In a classic cartoon by US satirist Scott Adams, the micromanaged office worker Dilbert tells his nameless pointy-haired boss that researchers have discovered a way to double the perceived length of a human’s life. The secret? “It’s something called ‘meetings’.”
As we all know, many meetings are a catastrophic and boring waste of time. This can be highly frustrating and demotivating for those who attend. But the consequences of unproductive meetings are even worse for leadership teams, as they can result in poor decisions, unresolved problems and missed opportunities for the organisation.
Professor Henning Bang of the University of Oslo has spent 36-years studying the characteristics of effective management teams. He claims that 40 percent of the time that executives spend in meetings is unproductive. To help, he has developed a comprehensive model of management team effectiveness which has been tested in over 100 organisations in the last 15 years.
The model highlights the conditions, processes and behaviours that influence and predict high team performance. For example, the team should have a compelling purpose, it should comprise a balanced mix of competent people and it should work on the right tasks. The team’s meetings should have clear goals and they should add value to the organisation and contribute to the personal learning and well-being of each individual. Meetings should also be conducted in a supportive environment which facilitates a productive and respectful team spirit.
##########
**Problem set**
1. In the passage about meetings, change "executives" to "managers" and write out the text from "Professor Henning Bang" up to and including "last 15 years.".
2. According to the passage about meetings, in how many organizations has Henning Bang's model of management team effectiveness been tested?

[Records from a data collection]
##########
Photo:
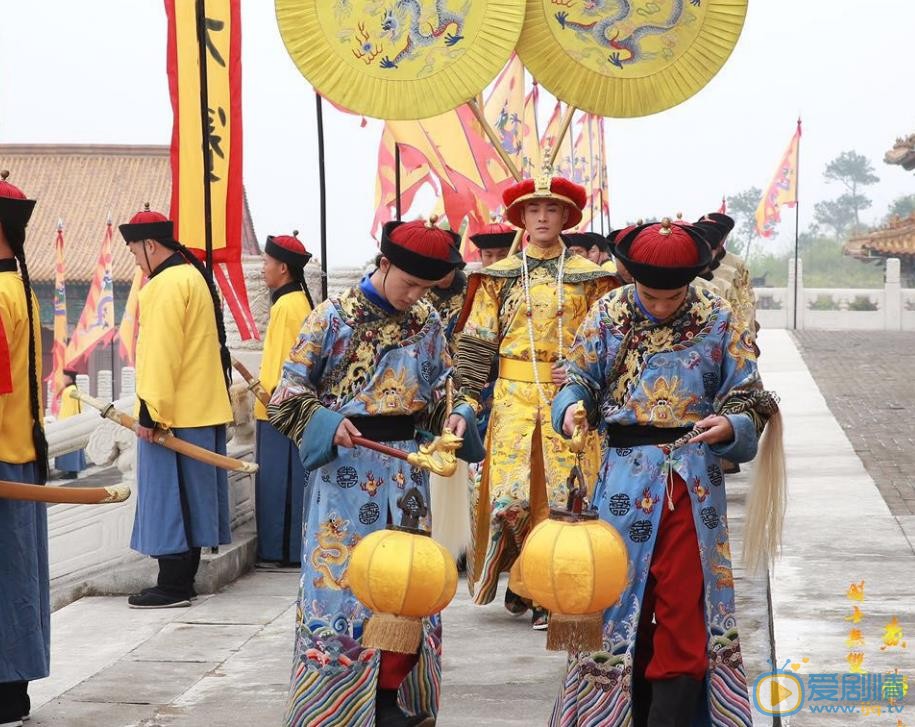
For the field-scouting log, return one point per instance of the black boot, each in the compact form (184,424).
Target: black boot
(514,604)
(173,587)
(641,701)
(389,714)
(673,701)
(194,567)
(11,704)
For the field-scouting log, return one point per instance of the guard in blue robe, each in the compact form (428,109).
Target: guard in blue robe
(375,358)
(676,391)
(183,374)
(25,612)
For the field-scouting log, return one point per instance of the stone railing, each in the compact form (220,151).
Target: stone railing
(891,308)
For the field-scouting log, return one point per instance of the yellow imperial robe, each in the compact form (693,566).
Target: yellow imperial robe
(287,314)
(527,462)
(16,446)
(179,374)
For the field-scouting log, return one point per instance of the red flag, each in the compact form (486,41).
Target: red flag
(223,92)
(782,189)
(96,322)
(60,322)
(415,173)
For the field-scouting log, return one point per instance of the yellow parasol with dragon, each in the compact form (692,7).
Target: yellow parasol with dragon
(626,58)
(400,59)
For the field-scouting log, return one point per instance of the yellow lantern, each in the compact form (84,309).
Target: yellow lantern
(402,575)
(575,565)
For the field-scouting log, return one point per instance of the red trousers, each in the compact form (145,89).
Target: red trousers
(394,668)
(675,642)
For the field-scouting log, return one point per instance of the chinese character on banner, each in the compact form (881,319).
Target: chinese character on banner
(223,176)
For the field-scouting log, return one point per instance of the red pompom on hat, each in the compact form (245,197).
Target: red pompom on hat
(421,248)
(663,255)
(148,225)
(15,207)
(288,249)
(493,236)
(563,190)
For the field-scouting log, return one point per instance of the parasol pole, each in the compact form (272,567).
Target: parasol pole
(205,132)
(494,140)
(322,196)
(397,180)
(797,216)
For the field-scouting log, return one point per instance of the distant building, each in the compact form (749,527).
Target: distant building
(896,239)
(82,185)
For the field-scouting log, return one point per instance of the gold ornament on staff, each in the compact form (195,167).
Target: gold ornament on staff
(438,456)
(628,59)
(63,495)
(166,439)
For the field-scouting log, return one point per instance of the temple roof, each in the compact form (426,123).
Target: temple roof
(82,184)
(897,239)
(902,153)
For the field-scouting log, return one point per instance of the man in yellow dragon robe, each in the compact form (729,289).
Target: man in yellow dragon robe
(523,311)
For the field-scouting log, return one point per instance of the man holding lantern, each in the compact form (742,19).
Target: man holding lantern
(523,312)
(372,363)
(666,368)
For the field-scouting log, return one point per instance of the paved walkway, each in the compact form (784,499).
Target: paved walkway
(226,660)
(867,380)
##########
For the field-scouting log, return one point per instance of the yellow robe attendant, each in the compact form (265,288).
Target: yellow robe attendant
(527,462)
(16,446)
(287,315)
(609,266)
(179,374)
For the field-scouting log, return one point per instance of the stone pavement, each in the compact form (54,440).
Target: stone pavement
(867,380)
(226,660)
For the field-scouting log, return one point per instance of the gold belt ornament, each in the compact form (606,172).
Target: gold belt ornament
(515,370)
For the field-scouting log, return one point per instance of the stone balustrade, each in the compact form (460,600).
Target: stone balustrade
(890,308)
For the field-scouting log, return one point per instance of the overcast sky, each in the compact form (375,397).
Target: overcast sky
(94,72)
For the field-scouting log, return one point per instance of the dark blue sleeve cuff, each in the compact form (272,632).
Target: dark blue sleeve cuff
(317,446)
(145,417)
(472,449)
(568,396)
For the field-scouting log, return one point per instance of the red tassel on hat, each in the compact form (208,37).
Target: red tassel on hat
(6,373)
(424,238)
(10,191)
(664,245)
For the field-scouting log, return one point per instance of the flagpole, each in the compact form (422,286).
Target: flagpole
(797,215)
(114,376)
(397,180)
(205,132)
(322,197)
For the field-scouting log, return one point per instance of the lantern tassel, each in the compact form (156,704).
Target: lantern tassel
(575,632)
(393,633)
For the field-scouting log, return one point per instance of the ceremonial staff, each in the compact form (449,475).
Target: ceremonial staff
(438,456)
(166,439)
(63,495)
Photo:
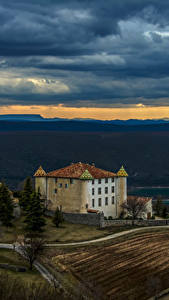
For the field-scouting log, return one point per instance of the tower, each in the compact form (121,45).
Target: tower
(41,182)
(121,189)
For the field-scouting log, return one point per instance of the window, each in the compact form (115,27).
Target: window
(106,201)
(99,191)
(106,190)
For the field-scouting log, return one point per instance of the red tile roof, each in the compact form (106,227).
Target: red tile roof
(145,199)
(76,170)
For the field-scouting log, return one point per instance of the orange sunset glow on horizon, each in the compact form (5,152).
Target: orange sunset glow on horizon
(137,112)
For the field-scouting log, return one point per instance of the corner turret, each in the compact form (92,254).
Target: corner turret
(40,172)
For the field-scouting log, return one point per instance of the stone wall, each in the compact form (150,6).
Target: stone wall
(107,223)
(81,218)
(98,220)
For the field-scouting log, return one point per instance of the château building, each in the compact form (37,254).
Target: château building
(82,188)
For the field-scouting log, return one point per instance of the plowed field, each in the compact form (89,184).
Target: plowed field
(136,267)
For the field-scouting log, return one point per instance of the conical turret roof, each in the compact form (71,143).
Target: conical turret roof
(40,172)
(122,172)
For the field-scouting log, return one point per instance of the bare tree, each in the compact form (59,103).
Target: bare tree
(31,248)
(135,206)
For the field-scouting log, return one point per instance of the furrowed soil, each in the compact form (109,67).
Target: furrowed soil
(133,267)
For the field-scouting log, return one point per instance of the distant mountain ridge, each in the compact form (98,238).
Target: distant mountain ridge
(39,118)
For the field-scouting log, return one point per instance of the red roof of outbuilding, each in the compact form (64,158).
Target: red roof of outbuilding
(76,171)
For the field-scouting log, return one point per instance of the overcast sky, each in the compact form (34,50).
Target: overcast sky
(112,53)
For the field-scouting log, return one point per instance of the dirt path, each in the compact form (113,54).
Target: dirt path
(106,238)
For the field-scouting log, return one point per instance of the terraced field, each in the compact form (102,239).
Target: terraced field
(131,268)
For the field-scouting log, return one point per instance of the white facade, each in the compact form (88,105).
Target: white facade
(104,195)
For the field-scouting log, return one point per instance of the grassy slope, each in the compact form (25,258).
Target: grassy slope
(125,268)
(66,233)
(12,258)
##########
**Results**
1.
Professor Henning Bang of the University of Oslo has spent 36-years studying the characteristics of effective management teams. He claims that 40 percent of the time that managers spend in meetings is unproductive. To help, he has developed a comprehensive model of management team effectiveness which has been tested in over 100 organisations in the last 15 years.

2. Over 100 organizations.